_PROVIDED PASSAGE_.
Opening: Friday 26 September, 6pm – 8pm
Landscapes of Hope is a two-person show of works by Rachael Champion and Susie Olczak, curated by Becca Pelly-Fry. Both artists transmit ideas of local hopefulness in the context of the widespread climate challenges we all face, through stories of adaptation. Olczak’s recent research in Latin America considers local rituals and routines of life as the foundations for making engaging stories in extreme environments. Champion’s work addresses the corporeality of the materials we extract, transform and consume, and how these actions affect the physical characteristics of landscapes and ecosystems.
Considering local storytelling, customs and rituals, the exhibition is a visual experiment in responding to landscape, exploring community resilience and adaptability. The exhibition was originally shown in Folkestone in a ‘borderland’ territory, both a coastal location and a frontier town facing Europe, following a research trip to Dungeness (one of the UK’s driest locations). Its second iteration in Gloucester offers a chance to connect with the other side of England (a much wetter part of the country).
The exhibition will celebrate Gloucestershire’s pioneering Arts and Health and Nature on Prescription services and consider the health implications of natural spaces (both green and watery). It asks pertinent questions about how the health benefits of these spaces might change as they become more precarious or extreme. Ideas of tending to a small patch of land or garden as a metaphor for care for the environment arose as a way to consider ideas of hopefulness, climate resilience and adaptation and small ways that everyone can contribute to climate resilience. Being attentive becomes an act of solidarity, of resistance and a method to learn to live with the other (both non-human and human) more harmoniously.
Landscapes of Hope offers ways of navigating the most pertinent and challenging issues of our time. Both artists are interested in overturning ideas of human supremacy, encouraging a return to nature-led intelligence and tending to the pockets of hope that exist within hostile conditions.

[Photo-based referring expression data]
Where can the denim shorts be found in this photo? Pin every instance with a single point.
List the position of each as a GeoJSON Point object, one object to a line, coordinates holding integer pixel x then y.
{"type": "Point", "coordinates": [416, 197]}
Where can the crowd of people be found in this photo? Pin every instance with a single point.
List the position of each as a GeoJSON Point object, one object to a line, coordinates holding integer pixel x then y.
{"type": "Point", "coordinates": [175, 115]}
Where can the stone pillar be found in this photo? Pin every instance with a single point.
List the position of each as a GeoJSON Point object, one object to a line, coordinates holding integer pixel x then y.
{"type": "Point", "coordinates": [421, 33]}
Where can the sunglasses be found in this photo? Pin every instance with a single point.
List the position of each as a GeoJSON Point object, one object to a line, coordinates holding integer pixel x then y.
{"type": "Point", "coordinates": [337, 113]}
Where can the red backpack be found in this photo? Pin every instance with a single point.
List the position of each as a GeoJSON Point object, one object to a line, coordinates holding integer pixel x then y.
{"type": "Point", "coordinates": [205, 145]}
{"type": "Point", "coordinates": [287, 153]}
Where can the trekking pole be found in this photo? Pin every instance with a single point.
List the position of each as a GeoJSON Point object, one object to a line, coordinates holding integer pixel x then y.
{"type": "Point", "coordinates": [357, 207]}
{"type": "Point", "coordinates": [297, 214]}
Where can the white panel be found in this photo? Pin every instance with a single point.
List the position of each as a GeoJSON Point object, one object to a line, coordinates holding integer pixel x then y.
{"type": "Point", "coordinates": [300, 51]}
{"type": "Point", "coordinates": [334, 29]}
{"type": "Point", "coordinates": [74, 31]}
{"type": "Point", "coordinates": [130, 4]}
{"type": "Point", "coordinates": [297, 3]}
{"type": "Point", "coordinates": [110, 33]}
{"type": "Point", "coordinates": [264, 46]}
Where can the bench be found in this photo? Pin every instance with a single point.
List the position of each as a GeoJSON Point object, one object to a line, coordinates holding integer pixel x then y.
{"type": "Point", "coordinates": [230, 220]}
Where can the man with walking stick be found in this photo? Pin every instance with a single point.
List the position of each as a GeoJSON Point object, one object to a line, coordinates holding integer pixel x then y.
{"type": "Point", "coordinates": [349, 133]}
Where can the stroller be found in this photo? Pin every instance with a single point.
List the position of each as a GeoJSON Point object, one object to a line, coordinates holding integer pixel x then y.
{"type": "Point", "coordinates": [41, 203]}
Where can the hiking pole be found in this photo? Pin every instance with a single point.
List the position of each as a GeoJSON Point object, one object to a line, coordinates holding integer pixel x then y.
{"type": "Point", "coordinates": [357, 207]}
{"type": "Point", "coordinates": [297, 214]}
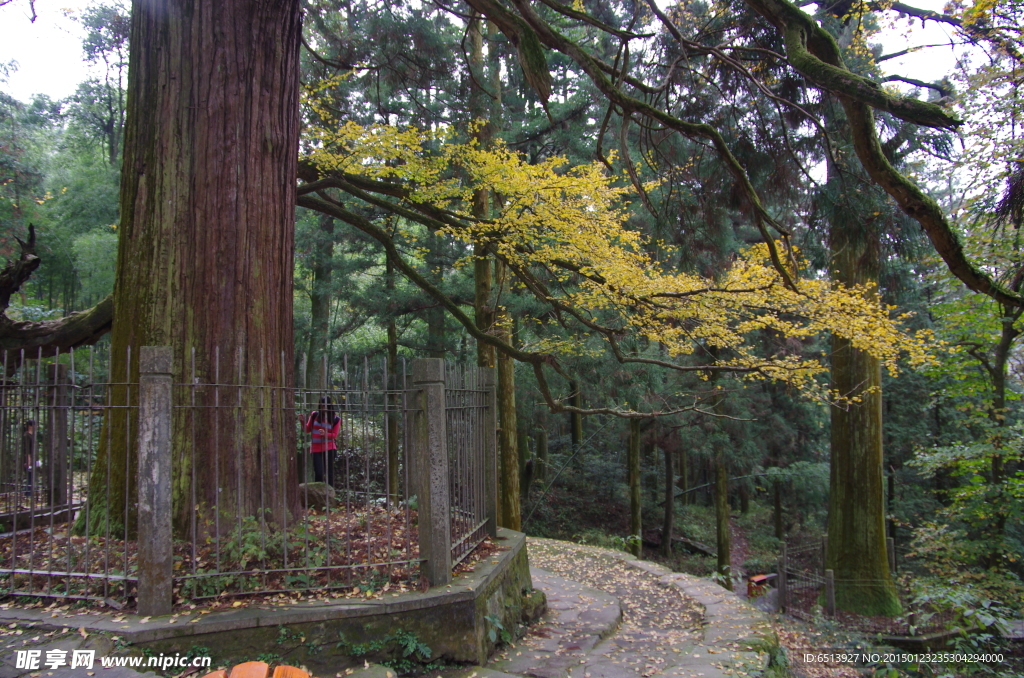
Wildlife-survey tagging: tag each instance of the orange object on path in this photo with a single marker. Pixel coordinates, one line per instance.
(285, 671)
(251, 670)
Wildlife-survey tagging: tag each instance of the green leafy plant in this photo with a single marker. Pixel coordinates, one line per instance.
(498, 630)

_PROBLEM A_.
Repeat the portion of the exhibition text starting at "Opening: Friday 26" and ending at "landscapes and ecosystems.".
_PROBLEM B_.
Answer these questions using the exhibition text.
(i) Who curated the show?
(ii) In which town was the exhibition originally shown?
(iii) On what day and at what times is the opening?

_TASK OUTPUT A_.
Opening: Friday 26 September, 6pm – 8pm
Landscapes of Hope is a two-person show of works by Rachael Champion and Susie Olczak, curated by Becca Pelly-Fry. Both artists transmit ideas of local hopefulness in the context of the widespread climate challenges we all face, through stories of adaptation. Olczak’s recent research in Latin America considers local rituals and routines of life as the foundations for making engaging stories in extreme environments. Champion’s work addresses the corporeality of the materials we extract, transform and consume, and how these actions affect the physical characteristics of landscapes and ecosystems.

_TASK OUTPUT B_.
(i) Becca Pelly-Fry
(ii) Folkestone
(iii) Friday 26 September, 6pm – 8pm